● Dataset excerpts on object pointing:

***

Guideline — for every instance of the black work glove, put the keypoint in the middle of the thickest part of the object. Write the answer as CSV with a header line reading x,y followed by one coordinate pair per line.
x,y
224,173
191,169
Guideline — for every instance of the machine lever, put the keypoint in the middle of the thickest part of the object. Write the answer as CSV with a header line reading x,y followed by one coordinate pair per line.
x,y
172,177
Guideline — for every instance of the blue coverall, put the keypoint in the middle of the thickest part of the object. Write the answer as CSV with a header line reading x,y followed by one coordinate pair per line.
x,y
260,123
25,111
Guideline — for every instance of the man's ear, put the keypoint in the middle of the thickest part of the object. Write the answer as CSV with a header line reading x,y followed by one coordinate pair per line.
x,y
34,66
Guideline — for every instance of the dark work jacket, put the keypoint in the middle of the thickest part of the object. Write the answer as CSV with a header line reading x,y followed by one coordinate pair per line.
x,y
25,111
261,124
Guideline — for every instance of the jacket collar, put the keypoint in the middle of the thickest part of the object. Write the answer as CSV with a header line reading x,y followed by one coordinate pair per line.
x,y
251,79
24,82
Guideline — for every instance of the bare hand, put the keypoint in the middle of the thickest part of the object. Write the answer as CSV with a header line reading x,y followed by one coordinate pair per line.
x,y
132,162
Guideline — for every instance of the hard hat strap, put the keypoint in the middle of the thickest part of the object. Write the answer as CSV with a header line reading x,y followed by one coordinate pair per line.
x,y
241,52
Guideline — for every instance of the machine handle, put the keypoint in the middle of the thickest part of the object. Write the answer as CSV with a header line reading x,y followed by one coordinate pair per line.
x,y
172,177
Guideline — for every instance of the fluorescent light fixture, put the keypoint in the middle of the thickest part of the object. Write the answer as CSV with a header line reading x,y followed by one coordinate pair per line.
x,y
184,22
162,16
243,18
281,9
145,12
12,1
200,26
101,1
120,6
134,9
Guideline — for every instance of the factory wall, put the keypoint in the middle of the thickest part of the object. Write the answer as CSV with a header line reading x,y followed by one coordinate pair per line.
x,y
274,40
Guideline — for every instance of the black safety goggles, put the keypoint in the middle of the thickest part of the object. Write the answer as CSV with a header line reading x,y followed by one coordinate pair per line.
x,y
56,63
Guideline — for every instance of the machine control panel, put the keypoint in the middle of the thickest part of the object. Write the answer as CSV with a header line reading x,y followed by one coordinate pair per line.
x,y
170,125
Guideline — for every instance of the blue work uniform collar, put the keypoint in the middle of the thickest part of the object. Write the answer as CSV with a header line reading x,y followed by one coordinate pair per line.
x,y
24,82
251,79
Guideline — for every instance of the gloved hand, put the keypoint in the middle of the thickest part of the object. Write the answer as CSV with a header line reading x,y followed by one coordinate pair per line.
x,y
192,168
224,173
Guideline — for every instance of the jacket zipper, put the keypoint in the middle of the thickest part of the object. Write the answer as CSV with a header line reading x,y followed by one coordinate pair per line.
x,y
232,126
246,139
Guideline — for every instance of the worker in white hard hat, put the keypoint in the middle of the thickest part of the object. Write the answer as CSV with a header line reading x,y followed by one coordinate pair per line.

***

● Problem statement:
Change "thickest" to "widest" in the material, starting with the line that contains "Guideline — for every instance of the blue work" and going on through the end of the material. Rewrite only those lines and leave everything else in them unchanged.

● Full output:
Guideline — for every instance of the blue work uniform collar, put the keypoint in the middle of the widest part of the object. Write the answer as CSV with a header line reading x,y followed by one coordinate pair per line.
x,y
24,82
251,79
Guideline — for every instance of the gloved hand, put the keypoint in the middle of the widest part of the object. Write the answer as CSV with a header line reading x,y followed by one coordinate pair per line.
x,y
192,168
224,173
Guideline — for every instance of the jacket zipper, put the keypoint in the middle of the widest part of the object. Write the answer as CSV with a header line reading x,y followed by one coordinate pair per line.
x,y
232,126
246,139
Guideline — for every instance of the worker in white hard hat, put the keypoint in the middle of the widest part of the object. Write the answer as CSV with a header line reading x,y followed by one coordinate pair per line.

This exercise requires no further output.